**Provided entries:**
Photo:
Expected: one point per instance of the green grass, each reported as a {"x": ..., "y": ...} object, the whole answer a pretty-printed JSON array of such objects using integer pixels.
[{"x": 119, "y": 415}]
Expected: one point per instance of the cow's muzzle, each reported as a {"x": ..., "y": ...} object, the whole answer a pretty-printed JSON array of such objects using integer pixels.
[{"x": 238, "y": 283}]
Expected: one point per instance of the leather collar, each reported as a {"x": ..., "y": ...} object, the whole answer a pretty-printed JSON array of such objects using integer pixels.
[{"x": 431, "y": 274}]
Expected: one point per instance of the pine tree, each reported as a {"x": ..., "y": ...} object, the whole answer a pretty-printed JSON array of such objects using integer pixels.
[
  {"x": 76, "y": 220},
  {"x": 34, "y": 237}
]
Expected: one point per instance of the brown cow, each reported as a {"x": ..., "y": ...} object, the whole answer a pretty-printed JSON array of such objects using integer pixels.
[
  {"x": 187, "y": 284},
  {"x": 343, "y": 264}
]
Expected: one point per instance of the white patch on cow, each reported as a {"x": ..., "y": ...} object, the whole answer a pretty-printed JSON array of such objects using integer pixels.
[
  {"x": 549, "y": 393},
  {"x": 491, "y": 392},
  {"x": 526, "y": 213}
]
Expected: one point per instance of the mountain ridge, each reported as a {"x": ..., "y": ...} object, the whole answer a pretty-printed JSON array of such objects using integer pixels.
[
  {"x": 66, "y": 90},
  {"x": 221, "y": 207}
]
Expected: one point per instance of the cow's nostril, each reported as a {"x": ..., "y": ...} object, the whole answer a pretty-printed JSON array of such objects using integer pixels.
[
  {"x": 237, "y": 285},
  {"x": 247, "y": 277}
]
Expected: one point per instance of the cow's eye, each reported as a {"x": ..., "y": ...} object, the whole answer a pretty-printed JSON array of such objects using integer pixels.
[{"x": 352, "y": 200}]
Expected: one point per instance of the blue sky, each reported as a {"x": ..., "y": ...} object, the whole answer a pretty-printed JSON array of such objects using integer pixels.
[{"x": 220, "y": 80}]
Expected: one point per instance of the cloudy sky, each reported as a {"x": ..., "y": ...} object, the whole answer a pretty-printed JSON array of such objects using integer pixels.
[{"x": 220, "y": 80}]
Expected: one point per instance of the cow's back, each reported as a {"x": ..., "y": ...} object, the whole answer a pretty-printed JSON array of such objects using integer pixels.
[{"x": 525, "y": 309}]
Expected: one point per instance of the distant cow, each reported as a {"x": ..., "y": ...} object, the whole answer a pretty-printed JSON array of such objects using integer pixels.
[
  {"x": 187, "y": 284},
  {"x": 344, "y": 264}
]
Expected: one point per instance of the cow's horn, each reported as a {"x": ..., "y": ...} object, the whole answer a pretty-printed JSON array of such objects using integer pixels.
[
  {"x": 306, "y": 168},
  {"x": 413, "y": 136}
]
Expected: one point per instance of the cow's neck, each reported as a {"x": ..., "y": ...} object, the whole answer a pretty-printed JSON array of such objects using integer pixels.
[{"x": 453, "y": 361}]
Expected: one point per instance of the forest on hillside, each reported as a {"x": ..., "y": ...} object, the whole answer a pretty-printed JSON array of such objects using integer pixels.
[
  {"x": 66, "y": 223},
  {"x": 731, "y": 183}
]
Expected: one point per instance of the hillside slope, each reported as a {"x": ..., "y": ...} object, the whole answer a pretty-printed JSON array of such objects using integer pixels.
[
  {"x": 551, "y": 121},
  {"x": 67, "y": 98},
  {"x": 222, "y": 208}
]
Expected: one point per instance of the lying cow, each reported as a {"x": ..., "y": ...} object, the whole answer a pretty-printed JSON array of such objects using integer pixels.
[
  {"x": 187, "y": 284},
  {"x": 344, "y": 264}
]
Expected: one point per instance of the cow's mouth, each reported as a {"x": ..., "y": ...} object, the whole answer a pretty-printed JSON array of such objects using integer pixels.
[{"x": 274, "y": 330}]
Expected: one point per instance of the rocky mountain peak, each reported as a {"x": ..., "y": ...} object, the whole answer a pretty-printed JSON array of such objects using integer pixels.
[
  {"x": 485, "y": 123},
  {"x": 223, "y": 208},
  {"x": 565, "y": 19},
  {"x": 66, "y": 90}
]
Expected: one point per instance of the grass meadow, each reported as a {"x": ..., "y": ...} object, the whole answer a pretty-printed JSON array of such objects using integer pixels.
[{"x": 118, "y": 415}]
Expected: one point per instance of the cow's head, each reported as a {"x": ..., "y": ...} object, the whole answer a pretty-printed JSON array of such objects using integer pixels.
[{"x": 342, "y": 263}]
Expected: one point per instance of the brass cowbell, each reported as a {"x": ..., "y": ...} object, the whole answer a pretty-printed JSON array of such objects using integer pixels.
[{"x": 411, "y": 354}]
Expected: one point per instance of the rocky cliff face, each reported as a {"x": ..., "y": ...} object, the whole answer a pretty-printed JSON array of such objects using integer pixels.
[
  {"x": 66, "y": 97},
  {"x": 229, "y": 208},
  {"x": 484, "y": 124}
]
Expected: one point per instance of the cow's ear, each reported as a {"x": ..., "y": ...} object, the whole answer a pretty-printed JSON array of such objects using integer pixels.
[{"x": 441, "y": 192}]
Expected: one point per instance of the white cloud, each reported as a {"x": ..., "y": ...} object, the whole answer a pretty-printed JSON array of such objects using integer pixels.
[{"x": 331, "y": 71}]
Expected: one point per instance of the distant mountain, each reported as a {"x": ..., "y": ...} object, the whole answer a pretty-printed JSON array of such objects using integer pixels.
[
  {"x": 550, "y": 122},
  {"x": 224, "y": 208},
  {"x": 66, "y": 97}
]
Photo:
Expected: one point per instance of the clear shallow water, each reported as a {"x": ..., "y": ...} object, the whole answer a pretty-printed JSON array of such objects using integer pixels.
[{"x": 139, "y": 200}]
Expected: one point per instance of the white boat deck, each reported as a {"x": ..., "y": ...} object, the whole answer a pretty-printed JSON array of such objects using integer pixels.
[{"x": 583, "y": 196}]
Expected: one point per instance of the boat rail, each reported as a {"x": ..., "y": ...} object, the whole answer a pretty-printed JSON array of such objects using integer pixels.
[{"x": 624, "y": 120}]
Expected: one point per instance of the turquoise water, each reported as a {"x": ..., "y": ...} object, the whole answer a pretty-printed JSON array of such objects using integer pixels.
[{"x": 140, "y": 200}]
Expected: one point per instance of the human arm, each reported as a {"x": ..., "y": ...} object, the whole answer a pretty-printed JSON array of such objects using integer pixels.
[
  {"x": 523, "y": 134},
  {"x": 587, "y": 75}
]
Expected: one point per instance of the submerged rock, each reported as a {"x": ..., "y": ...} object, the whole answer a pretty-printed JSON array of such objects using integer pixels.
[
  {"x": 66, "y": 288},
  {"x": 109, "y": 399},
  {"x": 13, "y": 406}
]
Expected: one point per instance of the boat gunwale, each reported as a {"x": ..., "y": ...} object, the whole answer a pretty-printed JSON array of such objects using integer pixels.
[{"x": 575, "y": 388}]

**Goal of the exercise:** Can you give the listing above again with every "integer pixels" renamed to "whole-number pixel values" and nothing else changed?

**Exercise answer:**
Photo:
Expected: one point per instance of the green grass, each reported as a {"x": ..., "y": ...} object, the whole answer a pretty-printed JSON array of such objects using whole-number pixel values.
[{"x": 119, "y": 415}]
Expected: one point per instance of the cow's muzzle, each reported as a {"x": ..., "y": ...} object, the whole answer a pretty-printed JSON array of such objects using whole-number pixel values.
[{"x": 238, "y": 283}]
Expected: one point per instance of the leather collar, each reported as a {"x": ..., "y": ...} object, the whole answer a pretty-printed JSON array of such objects using whole-number pixel values.
[{"x": 431, "y": 274}]
Expected: one point per instance of the pine tree, each reported as a {"x": ..., "y": ...} object, the whole answer a pretty-printed JSON array of such objects using whole-number pixel values.
[
  {"x": 76, "y": 220},
  {"x": 34, "y": 237}
]
Expected: one point per instance of the brown cow, each reported as a {"x": ..., "y": ...} object, the whole answer a pretty-printed JSON array of such objects using whole-number pixel values.
[
  {"x": 187, "y": 284},
  {"x": 343, "y": 264}
]
Expected: one point per instance of the white patch on cow, each reported as a {"x": ..., "y": ...} object, the whole answer a pretty-printed JSON array of such objects using whole-number pixel values.
[
  {"x": 549, "y": 393},
  {"x": 491, "y": 392},
  {"x": 526, "y": 213}
]
Expected: one point per instance of the mountain ridge, each reported as a {"x": ..., "y": ...} object, the whole answer a pretty-printed JSON array of such objects using whole-number pixel values.
[
  {"x": 66, "y": 90},
  {"x": 221, "y": 207}
]
Expected: one point per instance of the cow's nostril, each reported as a {"x": ..., "y": ...} object, the whole answer a pretty-printed JSON array of such objects using whole-number pixel values.
[
  {"x": 237, "y": 285},
  {"x": 247, "y": 277}
]
Expected: one point per instance of the cow's eye, each reported as a {"x": ..., "y": ...} object, the whole answer a pretty-printed JSON array of such objects using whole-number pixel values.
[{"x": 352, "y": 200}]
Expected: one point per instance of the blue sky, each reported as a {"x": ..., "y": ...} object, the whole answer a pretty-printed JSON array of such objects using whole-number pixel values.
[{"x": 220, "y": 80}]
Expected: one point per instance of the cloudy sky, each reported as a {"x": ..., "y": ...} object, the whole answer a pretty-printed JSON array of such objects using whole-number pixel values.
[{"x": 220, "y": 80}]
Expected: one point per instance of the cow's back, each reported as a {"x": ..., "y": ...} object, the whole answer a pretty-printed JSON array of such objects using whole-number pixel values.
[{"x": 525, "y": 309}]
Expected: one point per instance of the distant cow, each reported as a {"x": ..., "y": ...} object, the whole answer a pretty-printed JSON array of such objects using whole-number pixel values.
[
  {"x": 187, "y": 284},
  {"x": 344, "y": 264}
]
Expected: one point per instance of the cow's horn, each reported as a {"x": ..., "y": ...} object, the whole answer a pretty-printed JSON array of such objects using whole-number pixel values.
[
  {"x": 306, "y": 168},
  {"x": 413, "y": 136}
]
Expected: one point per instance of the cow's neck, each reported as a {"x": ..., "y": ...} object, the whole answer a pretty-printed JSON array of such objects using whole-number pixel values.
[{"x": 453, "y": 361}]
Expected: one point per instance of the forest on hillside, each reported as a {"x": ..., "y": ...} object, the whole answer a pretty-printed JSON array of such objects using whole-number pixel values.
[
  {"x": 66, "y": 223},
  {"x": 731, "y": 183}
]
Expected: one point per instance of the hillside slope, each reported as a {"x": ..., "y": ...} object, the whole answer a pretty-printed JSON array of such objects using whole-number pixel values.
[
  {"x": 551, "y": 121},
  {"x": 67, "y": 98},
  {"x": 222, "y": 208}
]
Expected: one point per instance of the lying cow, each reported as a {"x": ..., "y": ...} object, the whole answer a pretty-printed JSON array of such objects using whole-number pixel values.
[
  {"x": 187, "y": 284},
  {"x": 344, "y": 264}
]
Expected: one point per instance of the cow's mouth, each reported as a {"x": ..., "y": ...} object, the whole answer a pretty-printed JSON array of such objects using whole-number pixel values.
[{"x": 274, "y": 330}]
Expected: one point per instance of the rocky mountain peak, each reported as a {"x": ..., "y": ...} object, the whole answer a pretty-printed JSON array of such objects using whole-number pixel values.
[
  {"x": 485, "y": 123},
  {"x": 223, "y": 208},
  {"x": 565, "y": 19},
  {"x": 66, "y": 90}
]
Expected: one point per instance of the grass meadow, each reported as a {"x": ..., "y": ...} object, the whole answer a pretty-printed JSON array of such objects using whole-number pixel values.
[{"x": 118, "y": 415}]
Expected: one point per instance of the cow's head, each reported as a {"x": ..., "y": ...} object, the whole answer a pretty-printed JSON array of such objects using whole-number pixel values.
[{"x": 342, "y": 263}]
Expected: one point per instance of the brass cowbell, each reported as a {"x": ..., "y": ...} object, the whole answer a pretty-printed JSON array of such objects using whole-number pixel values.
[{"x": 411, "y": 354}]
Expected: one point per instance of the rocky cliff face, each reported as a {"x": ..., "y": ...} object, the whole answer a pretty-printed JSON array of such objects using whole-number pixel values.
[
  {"x": 66, "y": 97},
  {"x": 229, "y": 208},
  {"x": 484, "y": 124}
]
Expected: one point per instance of the cow's ear, each reported as a {"x": ..., "y": ...} object, the whole answer a pretty-printed JSON array of such objects using whole-number pixel values.
[{"x": 441, "y": 192}]
Expected: one point per instance of the white cloud, each reported as a {"x": ..., "y": ...} object, the whole answer a pretty-printed JSON array of such objects using whole-number pixel values.
[{"x": 331, "y": 71}]
Expected: one point per instance of the distant mountain, each reported as a {"x": ..., "y": ...} object, the whole answer a pretty-printed JSON array of such objects using whole-number pixel values.
[
  {"x": 550, "y": 122},
  {"x": 224, "y": 208},
  {"x": 66, "y": 97}
]
Photo:
Expected: one point per instance of the clear shallow water, each reported as a {"x": ..., "y": ...} object, the whole answer a pretty-printed JSON array of such objects using whole-number pixel values.
[{"x": 139, "y": 200}]
Expected: one point per instance of the white boat deck, each reported as a {"x": ..., "y": ...} object, the whole answer a pretty-printed JSON array of such objects using whole-number pixel values.
[{"x": 583, "y": 196}]
Expected: one point per instance of the boat rail, each reported as a {"x": ..., "y": ...} object, the whole answer a pretty-printed JSON array of such objects using whole-number pixel values.
[{"x": 624, "y": 120}]
Expected: one point per instance of the turquoise water, each reported as a {"x": ..., "y": ...} object, the whole answer a pretty-printed JSON array of such objects using whole-number pixel values.
[{"x": 140, "y": 200}]
Expected: one point per instance of the human arm, each reported as a {"x": ..., "y": ...} object, the whole answer a pretty-printed JSON array of such objects using whole-number pixel values.
[
  {"x": 523, "y": 134},
  {"x": 587, "y": 75}
]
Expected: one point per instance of the submerged rock, each reported as a {"x": ..., "y": ...} object, the whole answer a pretty-printed JSON array of such objects using whole-number pixel values.
[
  {"x": 66, "y": 288},
  {"x": 109, "y": 399},
  {"x": 13, "y": 406}
]
Expected: one point per instance of the boat gunwale, each reported as a {"x": ..., "y": ...} object, the whole answer a pretty-printed JSON array of such objects using whole-number pixel values.
[{"x": 575, "y": 388}]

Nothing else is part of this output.